Что требуется
Ответьте по отрывку о скуке на следующие вопросы.
(a) Какими словами Артур Шопенгауэр описывал скуку?
(b) Между какими двумя видами скуки проводит различие Мартин Дольманн?
(c) Как называется сайт, создательницей которого является Мария Попова?

═══ Выбранный отрывок ═══

Немецкий философ Артур Шопенгауэр описывал скуку как «блеклую тоску по некоему неопределенному объекту», в то время как Сёрен Кьеркегор, предпочитая называть ее бездействием, полагал, что это важнейшее состояние бытия и что «тот, кому оно неведомо, тем самым демонстрирует, что он не возвысился до человеческого уровня».
Но обратимся к современности. Немецкий психолог Мартин Дольманн проводит различие между скукой ситуативной и скукой экзистенциальной. С ним соглашается норвежский историк и философ Ларс Свендсен в своей основополагающей книге «Философия скуки»[7]. Оба мыслителя описывают ситуативную, или обыкновенную, скуку как слабое ощущение, вызванное временно неизбежными и предсказуемыми обстоятельствами вроде долгой поездки или унылой беседы на званом ужине. Справиться с ней несложно, поскольку вы знаете, что этим обстоятельствам рано или поздно придет конец.
Другое дело – экзистенциальная, или душевная, скука: мощное, невыносимое чувство пустоты, изоляции и отчуждения. Подобное депрессии, но все-таки иное. Правда, Тухи отмечает, что философы вроде Мартина Хайдеггера приветствуют эту невыносимую разновидность скуки, считая ее необходимым процессом, который ведет к более глубокому пониманию мира и места индивида в нем.
Не берусь судить, но очевидный дискомфорт последней разновидности скуки определенно помогает объяснить ее дурную репутацию. Когда я впервые поделилась с друзьями, родными и коллегами своим замыслом заново открыть миру скуку, они посмотрели на меня как на умалишенную. Как сказала моя подруга Мария Попова, создательница сайта Brain Pickings – непрерывно обновляющегося сборника познавательных и оптимистичных материалов широкой тематики из самых разных источников: «Мы относимся к скуке как к лихорадке Эбола, которая подлежит полному уничтожению».

═══ Сохранённые строки ═══

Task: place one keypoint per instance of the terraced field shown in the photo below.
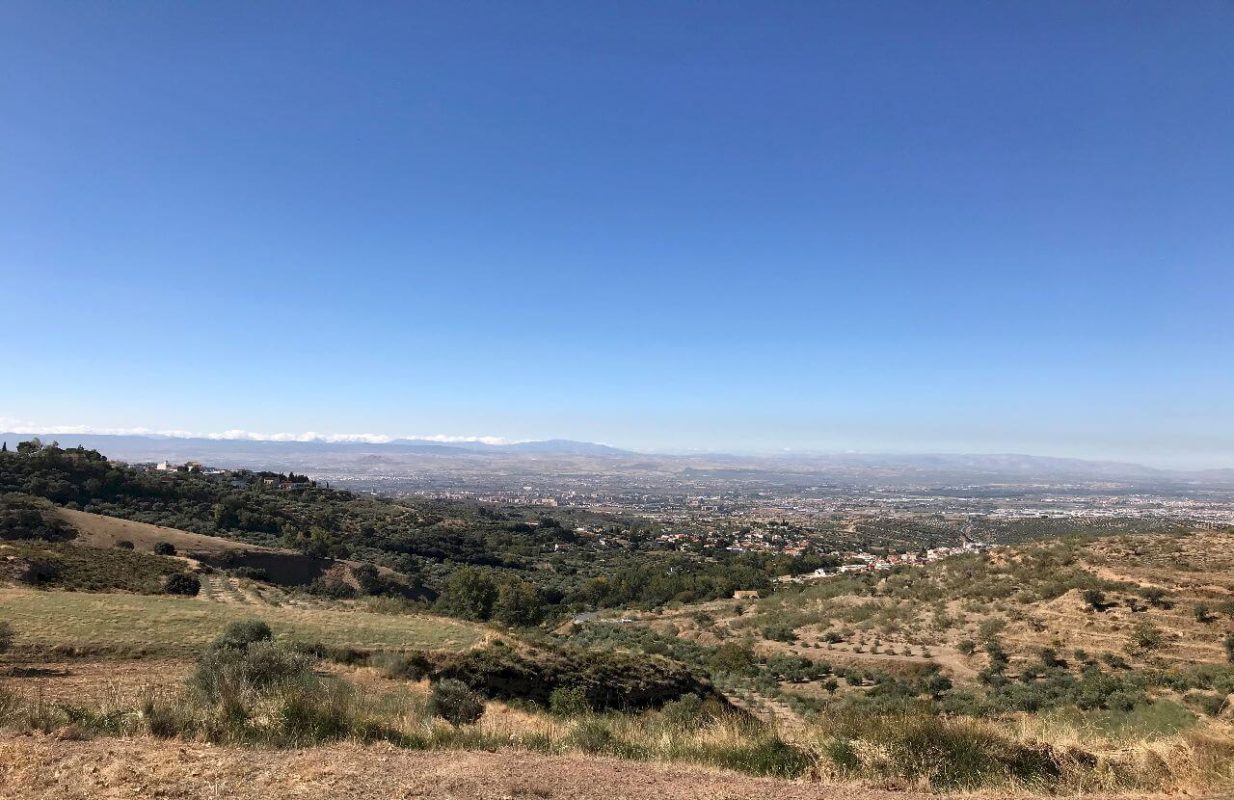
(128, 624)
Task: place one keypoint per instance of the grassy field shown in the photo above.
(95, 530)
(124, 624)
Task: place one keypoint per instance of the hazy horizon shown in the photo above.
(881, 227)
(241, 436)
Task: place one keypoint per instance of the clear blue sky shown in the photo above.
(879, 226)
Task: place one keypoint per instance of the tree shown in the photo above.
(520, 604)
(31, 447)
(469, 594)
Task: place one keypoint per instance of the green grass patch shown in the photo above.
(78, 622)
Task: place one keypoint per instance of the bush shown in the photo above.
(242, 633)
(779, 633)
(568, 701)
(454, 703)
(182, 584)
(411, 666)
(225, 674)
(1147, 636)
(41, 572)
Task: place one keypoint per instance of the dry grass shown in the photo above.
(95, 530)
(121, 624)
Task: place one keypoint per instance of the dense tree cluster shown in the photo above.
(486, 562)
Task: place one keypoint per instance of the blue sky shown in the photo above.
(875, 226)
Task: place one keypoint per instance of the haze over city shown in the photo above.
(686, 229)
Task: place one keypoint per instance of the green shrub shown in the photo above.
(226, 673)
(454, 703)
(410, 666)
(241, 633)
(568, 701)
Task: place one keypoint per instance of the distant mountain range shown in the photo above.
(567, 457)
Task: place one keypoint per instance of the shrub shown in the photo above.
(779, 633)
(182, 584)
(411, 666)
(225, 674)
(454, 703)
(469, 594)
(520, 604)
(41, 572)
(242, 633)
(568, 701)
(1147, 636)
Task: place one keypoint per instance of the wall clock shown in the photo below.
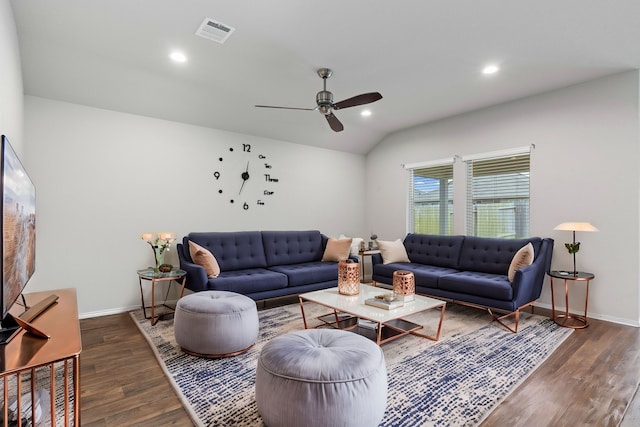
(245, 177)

═══

Полный ответ
(a) Как «блеклую тоску по некоему неопределенному объекту».
(b) Между скукой ситуативной и скукой экзистенциальной.
(c) Brain Pickings.